* **READING PASSAGE**:
>> begin
Monday 5 July 2010

Parker Progress Report: The Green Eagle Score

Ten down, fourteen to go: polished off Parker #10, The Green Eagle Score, at the weekend. It's a solid entry in the series, this time centring on a heist at a US air force base, which is a pretty audacious idea. As is often the way in Donald 'Richard Stark' Westlake's Parker books, the score goes off without a hitch but the aftermath sees yet another double cross, with the usual resultant deaths and desperate scrambles to retrieve the take and escape. At this point in the series it's got to the stage that you pretty much expect the robberies to go horribly wrong either during or after the event. Mind you, Parker himself half-expects it too, noting in this book that that's what he's there for: to plan the heists and to come up with an alternative plan when things (inevitably) go south.
>> end
* **SUPPLIED DATA**:
>> begin
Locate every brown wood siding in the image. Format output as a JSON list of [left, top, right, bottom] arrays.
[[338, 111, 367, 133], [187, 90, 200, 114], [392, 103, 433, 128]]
>> end
* **TASK**: Carry on the blog post about The Green Eagle Score, starting after its last sentence. The data has no role in this.

* **RESPONSE TO THE EXERCISE**:
Three things stuck out for me on The Green Eagle Score. The first is that Westlake works in a number of references to previous characters in the series. Handy McKay gets a mention, still running his diner; poor old Salsa gets a passing nod; and Scofe, the blind hobby shop owner and gun dealer, is referenced in a roundabout way: he isn't named, but when Parker brings the guns for this particular job, they're kept in model train boxes, which is how Scofe stores his illicit wares. I was surprised Parker went back to Scofe, actually; last time he met him, in The Score (Parker #5), Scofe's parting words to Parker were, "You scum! You vomit! You stinking cesspool!"

The second thing that struck me was an element of the plot, and how it partially shines a light on Parker's psychological makeup. Ellen, girlfriend of the finger for this job, Devers, is seeing a psychiatrist, Dr. Godden, to whom she reveals the workings of the forthcoming air force base robbery. As part of that, she examines her feelings about Parker, concluding that he's utterly cold and uncaring, emotionless: "It's as though I didn't matter, as though whether I was even alive or not had no meaning at all. He doesn't care. I'm a worm to him, less than a worm. Nothing to him. Not even worth feeling contempt toward." Ah, sounds like the Parker we know and, er, love.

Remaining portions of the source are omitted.